**Exercise aim**
Set down the data below in full and exactly, minus the pictures.
════
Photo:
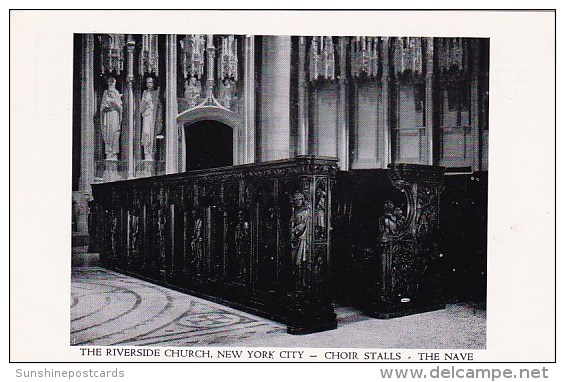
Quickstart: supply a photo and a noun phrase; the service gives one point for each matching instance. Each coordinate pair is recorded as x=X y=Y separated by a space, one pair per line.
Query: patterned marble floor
x=108 y=308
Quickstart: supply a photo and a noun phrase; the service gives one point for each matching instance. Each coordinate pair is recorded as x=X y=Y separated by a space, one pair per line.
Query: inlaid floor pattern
x=108 y=308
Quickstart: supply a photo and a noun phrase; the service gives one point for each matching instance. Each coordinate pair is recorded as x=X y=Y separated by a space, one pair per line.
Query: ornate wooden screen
x=254 y=235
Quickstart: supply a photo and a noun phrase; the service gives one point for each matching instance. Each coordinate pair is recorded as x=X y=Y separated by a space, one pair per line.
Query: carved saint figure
x=149 y=107
x=242 y=240
x=300 y=228
x=320 y=214
x=388 y=223
x=197 y=241
x=111 y=112
x=192 y=90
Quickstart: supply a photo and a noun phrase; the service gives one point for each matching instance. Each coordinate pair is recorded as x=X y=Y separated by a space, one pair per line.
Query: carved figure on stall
x=111 y=113
x=399 y=218
x=387 y=222
x=192 y=90
x=320 y=214
x=300 y=234
x=242 y=244
x=197 y=241
x=150 y=108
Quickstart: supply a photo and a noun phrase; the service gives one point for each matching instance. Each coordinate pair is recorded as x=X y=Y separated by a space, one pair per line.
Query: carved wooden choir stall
x=385 y=239
x=260 y=237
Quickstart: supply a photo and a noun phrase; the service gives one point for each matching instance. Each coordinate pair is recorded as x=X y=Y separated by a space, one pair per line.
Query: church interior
x=322 y=191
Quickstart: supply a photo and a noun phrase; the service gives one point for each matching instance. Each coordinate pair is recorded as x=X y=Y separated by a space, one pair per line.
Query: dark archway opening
x=208 y=144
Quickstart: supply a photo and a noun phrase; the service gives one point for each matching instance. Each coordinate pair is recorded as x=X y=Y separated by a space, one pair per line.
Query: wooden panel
x=254 y=235
x=386 y=239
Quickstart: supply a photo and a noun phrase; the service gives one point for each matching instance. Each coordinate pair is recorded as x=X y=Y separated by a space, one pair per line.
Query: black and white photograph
x=328 y=191
x=290 y=191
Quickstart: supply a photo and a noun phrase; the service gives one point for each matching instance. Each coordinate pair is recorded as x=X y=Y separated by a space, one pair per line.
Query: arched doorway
x=208 y=144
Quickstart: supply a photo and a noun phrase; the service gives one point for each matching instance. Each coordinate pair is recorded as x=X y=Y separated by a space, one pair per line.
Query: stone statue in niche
x=149 y=108
x=320 y=215
x=391 y=222
x=242 y=244
x=225 y=93
x=192 y=91
x=197 y=241
x=111 y=113
x=300 y=234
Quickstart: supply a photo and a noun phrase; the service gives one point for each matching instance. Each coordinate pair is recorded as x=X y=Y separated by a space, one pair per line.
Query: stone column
x=87 y=115
x=302 y=148
x=249 y=99
x=275 y=98
x=171 y=107
x=88 y=109
x=385 y=107
x=429 y=110
x=130 y=46
x=473 y=49
x=342 y=108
════
**Output**
Photo:
Quickstart: supply a photo and a noun phrase; the service gives one point for each matching instance. Each coordinate pair is recorded as x=X y=Y separated by a space, one pair per line.
Query: patterned marble floor
x=108 y=308
Quickstart: supply a photo and a noun phrase; the service gives one point for each matching instance. Each coordinate pair is recorded as x=X y=Y separated by a space, one pair per line.
Query: inlaid floor pattern
x=108 y=308
Quickstart: supply a photo and a noun phrase; the service gives one point for each matching instance. Each coordinate pair is recorded as x=X y=Y separated by a space, one pair per line.
Query: ornate wooden screen
x=254 y=235
Quickstart: supply a photo and a noun phrase; the service gives one point for each matching instance. Each coordinate pair is recorded as x=X y=Y separated by a space, one pair per line.
Query: carved saint figure
x=149 y=107
x=242 y=240
x=300 y=228
x=320 y=214
x=388 y=223
x=197 y=241
x=111 y=112
x=192 y=90
Quickstart: supply a photo and a noun phrase; the service gives one point for each matching instance. Each coordinate pair is recorded as x=X y=Y separated by a space, one pair per line.
Query: carved figure on stall
x=111 y=113
x=399 y=218
x=387 y=222
x=192 y=90
x=320 y=214
x=300 y=234
x=242 y=244
x=197 y=241
x=150 y=108
Quickstart: supply a photo and a noun phrase; the service gives one point for each matching instance. Each coordinate pair is recorded as x=X y=Y separated by a space, one pair per line.
Query: carved wooden choir stall
x=385 y=239
x=260 y=237
Quickstart: supply a photo and a noun phrase; the service gives one point for each matching instance. Each coordinate pair is recorded as x=X y=Y separated by a space, one pair per line.
Query: church interior
x=322 y=191
Quickstart: supply a photo and a noun phrase; the service gives one point for each matching instance. Each coordinate pair is recorded as x=X y=Y separated by a space, one pair per line.
Query: dark archway opening
x=208 y=144
Quickstart: supply a photo and a noun phrase; the service gives one point for each matching instance. Each coordinate pair is recorded as x=X y=Y separated by a space, one pair per line.
Query: wooden panel
x=254 y=235
x=386 y=239
Quickstart: supply a photo and a noun phrase; the service gives one point for each matching instance. Each coordinate pair is recorded as x=X y=Y separated by a space, one pair per line.
Query: black and white photograph
x=328 y=191
x=290 y=191
Quickstart: supply a photo and a noun phrase; the service gives one point for each matching instance. Each coordinate pair is recorded as x=X y=Y separated by a space, one pair per line.
Query: arched doorway
x=208 y=144
Quickstart: supply a photo and a noun phrase; the service gives one point for each matching instance. Each coordinate pair is recorded as x=X y=Y separated by a space, one pair per line.
Query: stone statue in niche
x=149 y=108
x=320 y=215
x=391 y=222
x=242 y=244
x=225 y=93
x=192 y=91
x=197 y=241
x=111 y=113
x=300 y=234
Quickstart: supply a photo and a noun phrase; the service gives one point for each matching instance. Each coordinate pair is recorded as x=X y=Y separated by a space, one pair per line.
Query: stone column
x=87 y=115
x=302 y=148
x=249 y=99
x=275 y=98
x=171 y=107
x=88 y=109
x=385 y=107
x=429 y=110
x=130 y=46
x=473 y=49
x=342 y=108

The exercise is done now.